Task statement = Beginning at the line that contains "For each instance of the dog's snout, drop" and ending at the last line of the entries, write out each line exactly; include nothing outside that span.

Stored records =

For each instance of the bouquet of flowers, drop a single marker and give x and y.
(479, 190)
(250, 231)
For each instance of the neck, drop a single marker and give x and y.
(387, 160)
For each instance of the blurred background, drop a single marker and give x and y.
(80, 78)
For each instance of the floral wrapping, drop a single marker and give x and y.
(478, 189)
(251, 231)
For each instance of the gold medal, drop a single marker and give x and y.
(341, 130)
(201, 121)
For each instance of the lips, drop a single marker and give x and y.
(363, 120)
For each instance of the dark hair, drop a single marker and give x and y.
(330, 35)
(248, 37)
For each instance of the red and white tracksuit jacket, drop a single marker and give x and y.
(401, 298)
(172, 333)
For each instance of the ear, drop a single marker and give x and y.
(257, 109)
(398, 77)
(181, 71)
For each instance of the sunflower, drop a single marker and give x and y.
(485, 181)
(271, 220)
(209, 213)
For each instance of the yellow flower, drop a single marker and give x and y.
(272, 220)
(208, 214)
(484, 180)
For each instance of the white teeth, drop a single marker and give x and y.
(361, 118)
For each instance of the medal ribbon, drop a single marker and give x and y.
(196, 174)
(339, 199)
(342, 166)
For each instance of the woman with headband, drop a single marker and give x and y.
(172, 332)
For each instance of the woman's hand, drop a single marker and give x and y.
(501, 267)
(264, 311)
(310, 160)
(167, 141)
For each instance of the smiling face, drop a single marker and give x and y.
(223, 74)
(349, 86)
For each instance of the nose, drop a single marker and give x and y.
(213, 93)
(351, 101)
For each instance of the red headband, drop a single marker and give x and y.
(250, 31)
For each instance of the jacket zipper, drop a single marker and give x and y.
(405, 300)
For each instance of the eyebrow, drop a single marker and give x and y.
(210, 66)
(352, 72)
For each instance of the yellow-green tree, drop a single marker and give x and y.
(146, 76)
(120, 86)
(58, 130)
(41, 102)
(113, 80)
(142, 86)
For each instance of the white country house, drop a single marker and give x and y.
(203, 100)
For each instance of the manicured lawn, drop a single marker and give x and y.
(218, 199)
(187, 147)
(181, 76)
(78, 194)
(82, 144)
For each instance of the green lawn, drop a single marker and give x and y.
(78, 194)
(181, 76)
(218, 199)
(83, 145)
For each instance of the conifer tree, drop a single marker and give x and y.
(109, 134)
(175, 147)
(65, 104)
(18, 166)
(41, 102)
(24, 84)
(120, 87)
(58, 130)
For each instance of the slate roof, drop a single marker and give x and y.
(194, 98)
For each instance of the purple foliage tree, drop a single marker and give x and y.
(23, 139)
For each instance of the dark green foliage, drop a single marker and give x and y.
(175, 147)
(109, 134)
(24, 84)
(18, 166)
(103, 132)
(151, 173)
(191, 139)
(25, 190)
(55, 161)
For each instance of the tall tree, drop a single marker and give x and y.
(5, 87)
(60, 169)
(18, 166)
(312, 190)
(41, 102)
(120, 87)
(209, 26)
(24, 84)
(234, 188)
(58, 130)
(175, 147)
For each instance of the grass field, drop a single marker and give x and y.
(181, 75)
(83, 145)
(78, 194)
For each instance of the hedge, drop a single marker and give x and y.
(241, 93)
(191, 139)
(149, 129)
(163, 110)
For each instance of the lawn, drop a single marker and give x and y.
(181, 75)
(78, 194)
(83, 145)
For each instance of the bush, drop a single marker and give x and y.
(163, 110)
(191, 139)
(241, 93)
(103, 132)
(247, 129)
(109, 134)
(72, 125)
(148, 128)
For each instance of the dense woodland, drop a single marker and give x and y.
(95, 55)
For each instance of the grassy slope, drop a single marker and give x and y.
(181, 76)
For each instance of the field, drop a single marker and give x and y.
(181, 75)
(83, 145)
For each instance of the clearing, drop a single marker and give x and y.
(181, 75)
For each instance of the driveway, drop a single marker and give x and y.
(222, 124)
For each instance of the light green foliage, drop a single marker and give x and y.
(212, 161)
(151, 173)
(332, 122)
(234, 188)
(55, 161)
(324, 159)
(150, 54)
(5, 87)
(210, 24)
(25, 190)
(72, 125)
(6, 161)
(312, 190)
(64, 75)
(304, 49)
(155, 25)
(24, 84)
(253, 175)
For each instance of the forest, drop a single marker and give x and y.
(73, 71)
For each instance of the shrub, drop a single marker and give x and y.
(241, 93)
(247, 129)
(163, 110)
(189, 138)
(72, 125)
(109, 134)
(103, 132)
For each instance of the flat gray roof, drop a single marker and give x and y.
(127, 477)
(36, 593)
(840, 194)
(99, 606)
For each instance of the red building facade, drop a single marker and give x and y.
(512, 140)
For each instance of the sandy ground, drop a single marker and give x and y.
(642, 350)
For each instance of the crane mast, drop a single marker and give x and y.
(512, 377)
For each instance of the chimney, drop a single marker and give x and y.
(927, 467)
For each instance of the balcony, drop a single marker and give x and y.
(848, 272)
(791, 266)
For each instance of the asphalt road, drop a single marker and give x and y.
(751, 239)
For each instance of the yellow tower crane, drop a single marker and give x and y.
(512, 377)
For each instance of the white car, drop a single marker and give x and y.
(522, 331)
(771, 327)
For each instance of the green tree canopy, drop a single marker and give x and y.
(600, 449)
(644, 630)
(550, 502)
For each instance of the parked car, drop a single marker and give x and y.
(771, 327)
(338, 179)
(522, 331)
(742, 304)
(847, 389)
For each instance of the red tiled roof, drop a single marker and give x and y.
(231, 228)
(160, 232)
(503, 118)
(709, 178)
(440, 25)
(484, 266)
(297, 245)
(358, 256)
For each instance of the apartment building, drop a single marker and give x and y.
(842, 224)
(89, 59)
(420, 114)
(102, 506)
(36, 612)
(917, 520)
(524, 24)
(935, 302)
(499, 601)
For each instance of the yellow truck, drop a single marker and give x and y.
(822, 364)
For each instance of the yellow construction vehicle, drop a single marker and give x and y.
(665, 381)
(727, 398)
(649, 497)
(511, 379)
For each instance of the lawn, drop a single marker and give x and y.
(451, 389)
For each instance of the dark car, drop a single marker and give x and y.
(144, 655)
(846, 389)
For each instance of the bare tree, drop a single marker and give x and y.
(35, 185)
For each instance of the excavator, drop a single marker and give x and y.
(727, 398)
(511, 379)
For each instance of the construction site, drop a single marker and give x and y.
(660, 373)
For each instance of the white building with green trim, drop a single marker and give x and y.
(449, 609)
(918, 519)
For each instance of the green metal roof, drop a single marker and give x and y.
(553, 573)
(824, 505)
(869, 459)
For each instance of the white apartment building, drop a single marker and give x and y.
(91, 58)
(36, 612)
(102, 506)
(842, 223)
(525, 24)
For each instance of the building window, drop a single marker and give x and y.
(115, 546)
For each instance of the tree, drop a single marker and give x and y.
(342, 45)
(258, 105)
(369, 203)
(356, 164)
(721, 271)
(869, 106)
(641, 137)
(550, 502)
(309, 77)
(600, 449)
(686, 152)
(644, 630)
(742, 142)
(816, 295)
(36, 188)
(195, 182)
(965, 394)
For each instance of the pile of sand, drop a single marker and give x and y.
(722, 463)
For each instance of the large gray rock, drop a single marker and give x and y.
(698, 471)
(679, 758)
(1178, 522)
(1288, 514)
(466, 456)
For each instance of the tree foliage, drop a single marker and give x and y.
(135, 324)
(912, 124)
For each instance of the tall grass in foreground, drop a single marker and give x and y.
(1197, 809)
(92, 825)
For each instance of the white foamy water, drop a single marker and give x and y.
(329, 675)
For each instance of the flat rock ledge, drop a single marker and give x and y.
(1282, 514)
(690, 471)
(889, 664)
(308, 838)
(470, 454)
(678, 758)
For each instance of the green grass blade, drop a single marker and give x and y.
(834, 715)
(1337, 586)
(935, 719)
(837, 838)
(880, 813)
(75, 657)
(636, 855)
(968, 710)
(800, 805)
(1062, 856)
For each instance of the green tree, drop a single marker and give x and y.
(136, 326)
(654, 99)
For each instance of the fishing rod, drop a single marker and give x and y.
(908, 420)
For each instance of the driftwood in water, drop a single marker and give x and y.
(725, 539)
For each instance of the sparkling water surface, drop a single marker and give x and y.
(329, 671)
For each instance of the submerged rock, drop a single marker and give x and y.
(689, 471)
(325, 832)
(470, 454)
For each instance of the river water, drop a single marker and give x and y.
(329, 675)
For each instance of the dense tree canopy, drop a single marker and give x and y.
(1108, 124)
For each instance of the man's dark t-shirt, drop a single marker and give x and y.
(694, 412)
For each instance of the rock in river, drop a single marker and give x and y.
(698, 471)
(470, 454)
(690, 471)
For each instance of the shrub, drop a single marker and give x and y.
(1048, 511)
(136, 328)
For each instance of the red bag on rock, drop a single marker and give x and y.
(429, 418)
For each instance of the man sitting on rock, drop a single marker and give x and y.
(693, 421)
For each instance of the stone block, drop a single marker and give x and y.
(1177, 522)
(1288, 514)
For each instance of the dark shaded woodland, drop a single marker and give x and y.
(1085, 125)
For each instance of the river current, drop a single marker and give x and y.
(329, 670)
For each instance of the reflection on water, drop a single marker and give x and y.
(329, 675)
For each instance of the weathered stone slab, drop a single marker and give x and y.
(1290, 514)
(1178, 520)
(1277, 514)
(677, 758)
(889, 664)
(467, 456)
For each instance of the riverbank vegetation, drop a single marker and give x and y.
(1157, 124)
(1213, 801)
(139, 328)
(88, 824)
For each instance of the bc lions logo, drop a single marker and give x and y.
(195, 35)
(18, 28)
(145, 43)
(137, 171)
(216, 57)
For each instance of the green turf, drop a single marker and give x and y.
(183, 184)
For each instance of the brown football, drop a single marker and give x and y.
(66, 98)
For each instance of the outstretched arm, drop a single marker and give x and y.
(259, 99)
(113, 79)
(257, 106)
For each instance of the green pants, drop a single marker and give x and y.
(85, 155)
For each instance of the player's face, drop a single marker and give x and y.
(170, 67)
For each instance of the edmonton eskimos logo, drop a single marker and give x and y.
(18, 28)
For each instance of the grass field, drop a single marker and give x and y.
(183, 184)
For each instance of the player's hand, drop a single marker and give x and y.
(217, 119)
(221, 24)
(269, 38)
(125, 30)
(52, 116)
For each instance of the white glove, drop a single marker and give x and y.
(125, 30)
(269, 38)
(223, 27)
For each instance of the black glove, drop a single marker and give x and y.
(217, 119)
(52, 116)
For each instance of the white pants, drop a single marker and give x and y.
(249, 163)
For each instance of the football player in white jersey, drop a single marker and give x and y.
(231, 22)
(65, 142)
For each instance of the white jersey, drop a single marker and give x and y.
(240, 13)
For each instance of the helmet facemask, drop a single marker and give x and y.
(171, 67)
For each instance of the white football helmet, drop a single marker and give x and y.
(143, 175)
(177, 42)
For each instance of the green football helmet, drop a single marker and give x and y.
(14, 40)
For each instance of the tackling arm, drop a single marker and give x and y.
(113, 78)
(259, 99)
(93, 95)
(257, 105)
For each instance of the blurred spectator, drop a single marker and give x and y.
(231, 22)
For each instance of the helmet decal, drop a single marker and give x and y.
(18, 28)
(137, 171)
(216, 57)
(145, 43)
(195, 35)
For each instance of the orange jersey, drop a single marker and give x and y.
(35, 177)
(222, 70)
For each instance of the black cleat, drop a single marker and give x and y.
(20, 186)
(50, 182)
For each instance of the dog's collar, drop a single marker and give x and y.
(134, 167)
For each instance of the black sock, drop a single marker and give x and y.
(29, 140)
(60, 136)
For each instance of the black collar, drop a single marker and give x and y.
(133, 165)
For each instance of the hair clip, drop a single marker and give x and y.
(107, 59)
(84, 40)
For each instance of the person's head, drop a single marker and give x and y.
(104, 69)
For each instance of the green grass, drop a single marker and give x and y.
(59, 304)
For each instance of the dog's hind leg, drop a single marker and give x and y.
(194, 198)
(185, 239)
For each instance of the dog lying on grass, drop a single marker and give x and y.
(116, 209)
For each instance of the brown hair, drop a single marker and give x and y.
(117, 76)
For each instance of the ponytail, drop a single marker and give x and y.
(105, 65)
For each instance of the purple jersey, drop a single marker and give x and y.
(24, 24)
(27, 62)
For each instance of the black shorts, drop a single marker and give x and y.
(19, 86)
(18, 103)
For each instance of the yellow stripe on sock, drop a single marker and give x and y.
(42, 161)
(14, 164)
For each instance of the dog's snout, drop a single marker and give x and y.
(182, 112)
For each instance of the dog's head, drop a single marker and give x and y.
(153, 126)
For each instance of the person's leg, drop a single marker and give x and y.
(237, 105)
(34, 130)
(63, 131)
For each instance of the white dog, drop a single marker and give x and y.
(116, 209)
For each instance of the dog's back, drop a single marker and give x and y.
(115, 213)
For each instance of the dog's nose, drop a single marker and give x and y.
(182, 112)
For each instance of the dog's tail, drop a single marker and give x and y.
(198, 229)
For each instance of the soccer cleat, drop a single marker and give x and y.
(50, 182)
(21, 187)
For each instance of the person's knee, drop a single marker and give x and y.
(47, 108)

Task output =
For each instance of the dog's snout, drop a single marker and give x and y.
(182, 112)
For each instance of the dog's head, drop a single marker and give x and y.
(153, 126)
For each instance of the person's leg, drop a single marker and give x and y.
(237, 105)
(34, 130)
(63, 131)
For each instance of the white dog, drop a single marker and give x and y.
(116, 209)
For each instance of the dog's back, drop a single marker and give x and y.
(115, 213)
For each instance of the dog's nose, drop a single marker and give x and y.
(182, 112)
For each instance of the dog's tail, drop a single marker and give x and y.
(198, 229)
For each instance of the soccer cleat, drop a single marker and give x and y.
(50, 182)
(21, 187)
For each instance of the person's knee, drop a single marker and give x and y.
(47, 108)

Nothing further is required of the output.